= Provided text =

Segment Open

Clinical implications

  • The stepwise model (TP53/NOTCH1 –> CDKN2A/TERT –> ARID2/MAPK) provides a framework for understanding which actinic keratoses are at highest risk of progressing to cSCC, potentially informing surveillance and early intervention strategies (PMID:39091884).
  • High expression of immune checkpoint molecules (CD274/PD-L1, CTLA4, PDCD1/PD-1) at the invasive front of cSCC supports the rationale for immune checkpoint inhibitor therapy in advanced cSCC (PMID:39091884).
  • Clonal independence of adjacent AK and cSCC lesions means clinical proximity should not be used to assume shared clonal origin; resection margins based on histological boundaries may underestimate tumor extent (PMID:39091884).

Limitations & open questions

  • Clonal expansion bias: Single-cell genotyping required ex vivo clonal expansion, which may bias toward cells that grow well in culture, potentially underestimating mutation burdens (single-cell averages were ~3-fold lower than bulk-cell estimates) (PMID:39091884).
  • Small matched cohort: Only 5 of 16 AK-cSCC pairs showed clear clonal evolution, limiting statistical power for ordering driver events (PMID:39091884).
  • Preprint status: Published on bioRxiv; not yet peer-reviewed at time of extraction.
  • No functional validation: The proposed mutator phenotype of TP53/NOTCH1 mutations is inferred from correlative data; causal experiments were not performed.

Segment Closed

= What you are asked to do =
Copy the passage on limitations and open questions, starting with "Limitations & open" and going on through "were not performed.", with "statistical strength" in place of "statistical power".

= Raw data =
Segment Open

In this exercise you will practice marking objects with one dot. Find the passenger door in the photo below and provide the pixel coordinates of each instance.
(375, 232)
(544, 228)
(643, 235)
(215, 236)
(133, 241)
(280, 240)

Segment Closed
Segment Open

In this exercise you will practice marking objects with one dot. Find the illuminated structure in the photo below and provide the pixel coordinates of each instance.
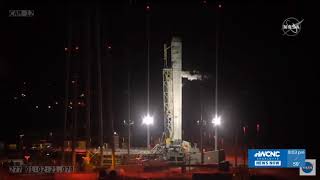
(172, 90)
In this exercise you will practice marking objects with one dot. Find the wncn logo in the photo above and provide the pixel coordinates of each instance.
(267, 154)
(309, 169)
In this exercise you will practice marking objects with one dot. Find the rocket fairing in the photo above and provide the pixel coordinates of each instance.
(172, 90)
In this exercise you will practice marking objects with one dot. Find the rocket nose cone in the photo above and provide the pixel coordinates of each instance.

Segment Closed
Segment Open

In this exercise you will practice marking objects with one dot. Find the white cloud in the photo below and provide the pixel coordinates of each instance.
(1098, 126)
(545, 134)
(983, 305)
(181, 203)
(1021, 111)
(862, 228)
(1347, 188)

Segment Closed

= Written solution =
Limitations & open questions

  • Clonal expansion bias: Single-cell genotyping required ex vivo clonal expansion, which may bias toward cells that grow well in culture, potentially underestimating mutation burdens (single-cell averages were ~3-fold lower than bulk-cell estimates) (PMID:39091884).
  • Small matched cohort: Only 5 of 16 AK-cSCC pairs showed clear clonal evolution, limiting statistical strength for ordering driver events (PMID:39091884).
  • Preprint status: Published on bioRxiv; not yet peer-reviewed at time of extraction.
  • No functional validation: The proposed mutator phenotype of TP53/NOTCH1 mutations is inferred from correlative data; causal experiments were not performed.